| What you need to do |
Write out the Stereomour build thread below word for word, from "1. What kind" up to and including "LP12 Afromasia plinth?".

| Source text |
·····

Stereomour Build

marantzfan

New member
Well, I will be joining the bottlehead owners club soon, I ordered a Stereomour last week and am getting excited about the upcoming build.  As always, that means I have some questions.  

1. What kind of paint works best for the transformer end bells?
2. Would Jantzen Z-Series capacitors be a noticeable upgrade from the stock Solens caps?
3. Any suggestions on stain for the wood frame to match the color of a Linn LP12 Afromasia plinth?

I'm sure once the kit gets here and I get started there will be much more to come.  :)

Heck, I haven't even gotten started yet and I'm already looking at the Eros.  
 
I like to paint or powder coat the transformer covers with a finish that is not smooth, as those parts tend to take a bit of a beating, and a textured or wrinkled finish takes the abuse better.

I've used Jantzen caps plenty of times in various builds, though mostly because they tend to have higher voltage ratings.  From a construction point, both the Jantzens and the Solens are metalized polypropylene caps (doesn't mean they don't sound different).

Stain matching is a pain, I'd buy the closest 3-4 cans at your local big box HW store, then test them on the back of one of the base pieces.
 
Ok, my kit came in two days ago and last night I got started on it.  After about 2.5 hours I'm up to page 32 which is where it's time to mount the PT, so now it's time to figure out what I'm doing with the paint/powder coat so I can move forward. 

I think I am going to go with gloss black paint as I don't really want to wait to get to get it powder coated although I do think that would be the best route.  My question for now is how do you paint the casings on the chokes next to the PT?  Do they come off somehow or do you just mask around them?

·····

| Information given |
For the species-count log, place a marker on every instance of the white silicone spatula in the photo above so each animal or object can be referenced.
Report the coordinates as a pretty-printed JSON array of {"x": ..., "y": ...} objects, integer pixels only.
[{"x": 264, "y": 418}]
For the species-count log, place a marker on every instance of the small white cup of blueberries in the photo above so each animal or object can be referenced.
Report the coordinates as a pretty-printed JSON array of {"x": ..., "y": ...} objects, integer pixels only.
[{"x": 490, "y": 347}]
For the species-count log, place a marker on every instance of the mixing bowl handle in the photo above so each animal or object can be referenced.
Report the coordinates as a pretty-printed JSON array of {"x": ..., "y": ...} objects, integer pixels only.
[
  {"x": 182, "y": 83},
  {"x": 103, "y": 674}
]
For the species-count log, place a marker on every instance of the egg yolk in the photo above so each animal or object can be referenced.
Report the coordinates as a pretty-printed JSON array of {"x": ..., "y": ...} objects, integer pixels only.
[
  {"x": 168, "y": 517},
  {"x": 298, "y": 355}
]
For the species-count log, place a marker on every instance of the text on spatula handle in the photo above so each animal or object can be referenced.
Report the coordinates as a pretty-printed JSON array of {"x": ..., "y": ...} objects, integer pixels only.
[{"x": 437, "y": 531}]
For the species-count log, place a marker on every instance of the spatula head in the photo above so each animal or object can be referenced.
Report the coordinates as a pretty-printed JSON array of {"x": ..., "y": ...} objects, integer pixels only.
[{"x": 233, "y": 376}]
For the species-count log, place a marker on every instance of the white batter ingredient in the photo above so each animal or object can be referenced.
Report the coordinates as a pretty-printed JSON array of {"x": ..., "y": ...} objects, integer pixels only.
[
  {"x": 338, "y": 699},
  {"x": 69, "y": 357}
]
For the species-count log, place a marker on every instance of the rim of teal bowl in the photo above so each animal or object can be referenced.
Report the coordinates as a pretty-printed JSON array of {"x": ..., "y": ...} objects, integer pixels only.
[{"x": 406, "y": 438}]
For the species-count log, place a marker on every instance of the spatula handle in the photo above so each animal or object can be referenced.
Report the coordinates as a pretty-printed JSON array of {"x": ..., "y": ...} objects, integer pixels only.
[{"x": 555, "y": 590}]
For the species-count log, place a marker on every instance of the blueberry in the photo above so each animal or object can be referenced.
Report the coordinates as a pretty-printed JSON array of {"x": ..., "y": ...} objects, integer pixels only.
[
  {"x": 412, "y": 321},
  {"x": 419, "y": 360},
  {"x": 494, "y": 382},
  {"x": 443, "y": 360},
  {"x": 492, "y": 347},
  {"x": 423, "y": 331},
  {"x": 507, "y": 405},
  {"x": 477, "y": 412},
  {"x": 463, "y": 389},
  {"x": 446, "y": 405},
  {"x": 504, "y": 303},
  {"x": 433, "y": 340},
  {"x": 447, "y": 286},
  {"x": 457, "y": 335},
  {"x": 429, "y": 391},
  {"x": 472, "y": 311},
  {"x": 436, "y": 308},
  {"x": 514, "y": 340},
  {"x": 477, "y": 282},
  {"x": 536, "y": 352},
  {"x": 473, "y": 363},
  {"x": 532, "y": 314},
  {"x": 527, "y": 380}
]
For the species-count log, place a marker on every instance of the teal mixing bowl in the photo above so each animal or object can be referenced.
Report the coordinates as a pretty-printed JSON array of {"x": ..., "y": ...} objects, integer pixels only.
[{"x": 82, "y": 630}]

·····

| Written solution |
1. What kind of paint works best for the transformer end bells?
2. Would Jantzen Z-Series capacitors be a noticeable upgrade from the stock Solens caps?
3. Any suggestions on stain for the wood frame to match the color of a Linn LP12 Afromasia plinth?